====== Document passage ======
New Telegraph

A president of Igbo extraction in 2023, my last wish – Amaechi

 

Chief Mbazulike Amaechi, a former Minister of Aviation, is the only minister of Nigeria’s First Republic, who is still alive. He is 92 years presently but full of regrets that the Nigerian federation, which he is one of its founding fathers has derailed from the purpose for which it was founded as a united entity. In this interview with ECHEZONA OKAFOR, he looks at the numerous political challenges facing the South-East geopolitical zone and the need to recreate Nigeria

 

What is your take on the clamour by Ndigbo to produce Nigeria’s next president in 2023?

 

It is not the Igbo, who are agitating for the 2023 presidency; it is justice and equity. It is peace and continued unity of the federation of Nigeria that demand that the South-East, not Ndigbo, should have the chance, for the first time, to preside over this federation called Nigeria. It happens by accident that the South- East is made up of almost, totally Igbo speaking people.

 

So, some people make the mistake of saying Igbo presidency; it is the South-East that has been marginalized; because of the Biafran War. The Biafran War was fought mainly in Igboland but it was also fought in other states. There were battles in the then Midwestern Region because of the temporary creation of the Republic of Benin.

 

Battles were also fought in Port Harcourt, Ogoja, Calabar and other places but it happened that the engine house of the struggle was the heart of Igboland; that is the area that is now called the South-East.

 

Nigeria is a federation that is founded by the founding fathers and heroes after a very long and painful chains and series of negotiations, discussions, conferences as well as in the spirit of patriotism, and the spirit of give and take. Nigeria was founded on a tripod of the Northern Region, Western Region and Eastern Region.

 

The Eastern Region consisted of the present states of the South-East and the states of the South-South, excluding Edo and Delta. They include what we know today as Abia, Anambra, Ebonyi, Enugu, Imo, Bayelsa, Rivers, Cross River and Akwa Ibom states.

 

It happened that the military that ran the government of Nigeria over the years were drawn from the Northern Region; starting from Yakubu Gowon, Murtala Mohammed, Muhammadu Buhari, Ibrahim Babangida, Sani Abacha, Abdulsalami Abubakar, and others.

 

All these are northerners, and they were the people that disorganised the Nigerian federation as founded by the founding fathers, which I am one of them. I was in the numerous meetings, negotiations and discussions and compromises that ultimately culminated into the independence of this entity called Nigeria.

 

These military men imposed on the federation of Nigeria, the constitution that is not a federal constitution. It is called a federation of Nigeria, but the features that should make the country a federation is not there. The states were arbitrarily created; not by negotiation, not with the participation of the people.

 

Apart from the defunct Mid-West, which was created according to the constitution, all other states in Nigeria today were created by military men, and these military men were people from one side of the country. Everything they did about states creation in Nigeria was lopsided.
======
(Request 1)
List every military leader the Amaechi interview names as having run Nigeria's government.
(Request 2)
Please revise the Amaechi interview by writing out the part starting with "Nigeria is a" and going on through "Abubakar, and others.", with "negotiations" changed to "talks".
====== Listed entries ======
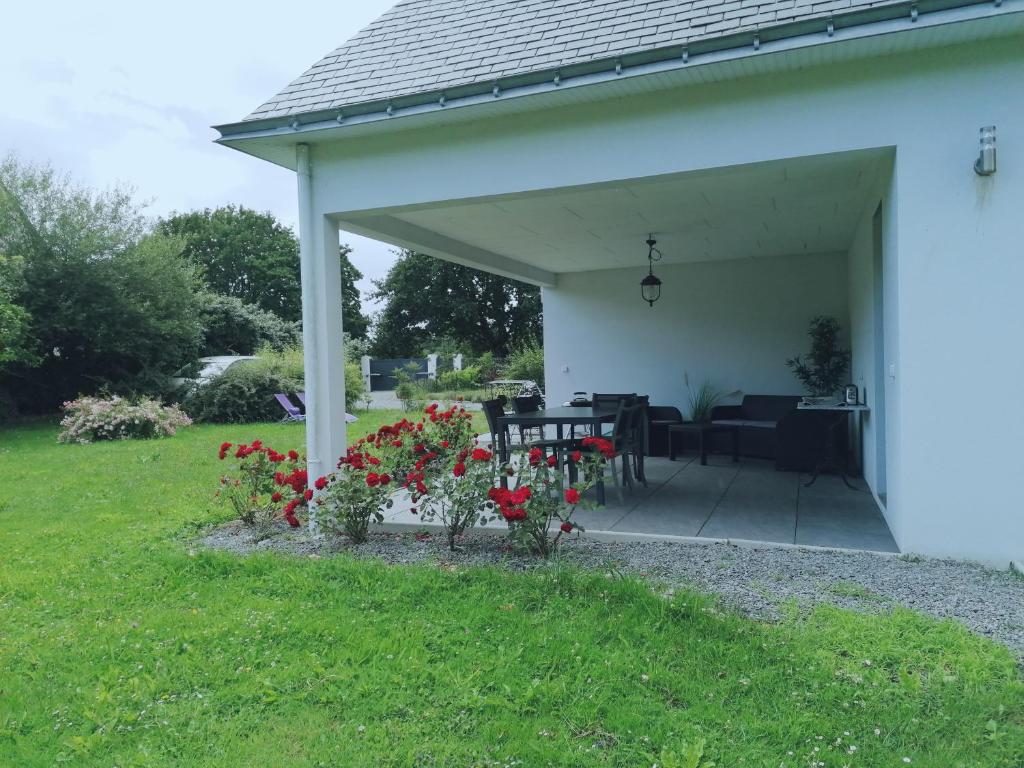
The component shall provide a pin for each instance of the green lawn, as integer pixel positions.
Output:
======
====== Listed entries ======
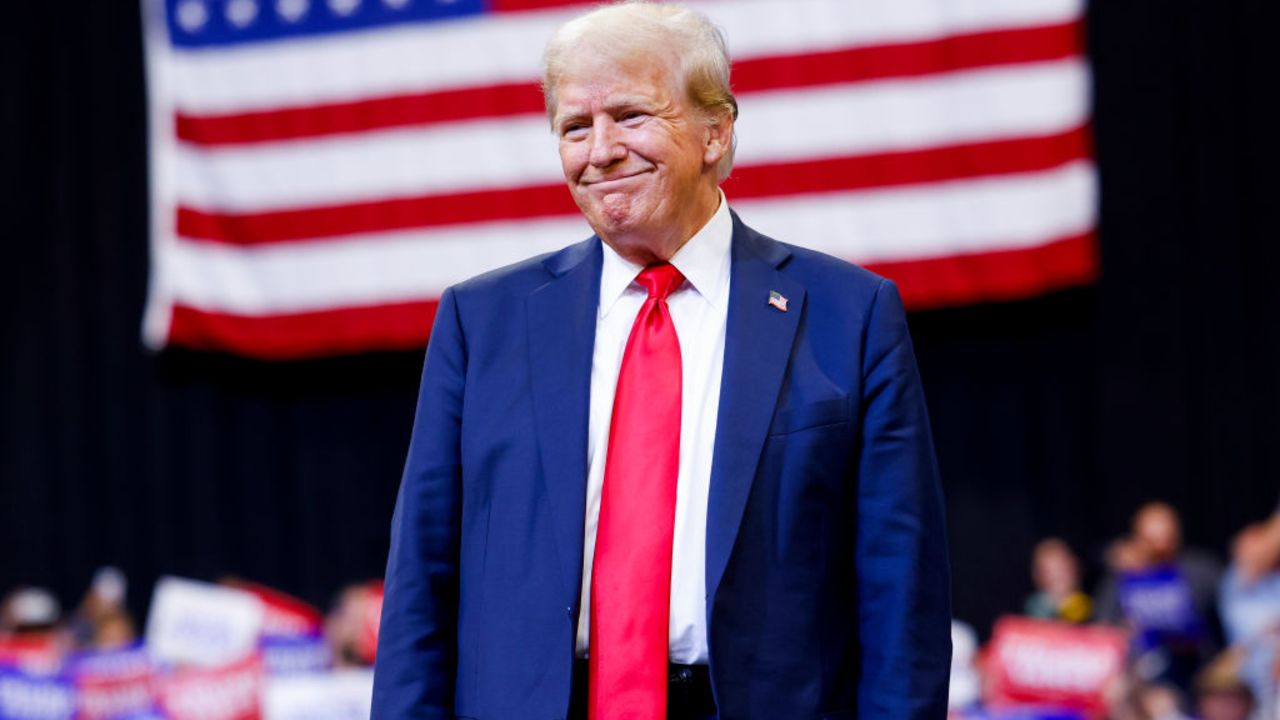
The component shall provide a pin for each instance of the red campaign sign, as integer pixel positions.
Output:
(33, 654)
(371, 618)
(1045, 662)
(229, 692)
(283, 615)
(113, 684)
======
(Full answer 1)
Yakubu Gowon, Murtala Mohammed, Muhammadu Buhari, Ibrahim Babangida, Sani Abacha, Abdulsalami Abubakar

(Full answer 2)
Nigeria is a federation that is founded by the founding fathers and heroes after a very long and painful chains and series of talks, discussions, conferences as well as in the spirit of patriotism, and the spirit of give and take. Nigeria was founded on a tripod of the Northern Region, Western Region and Eastern Region.

 

The Eastern Region consisted of the present states of the South-East and the states of the South-South, excluding Edo and Delta. They include what we know today as Abia, Anambra, Ebonyi, Enugu, Imo, Bayelsa, Rivers, Cross River and Akwa Ibom states.

 

It happened that the military that ran the government of Nigeria over the years were drawn from the Northern Region; starting from Yakubu Gowon, Murtala Mohammed, Muhammadu Buhari, Ibrahim Babangida, Sani Abacha, Abdulsalami Abubakar, and others.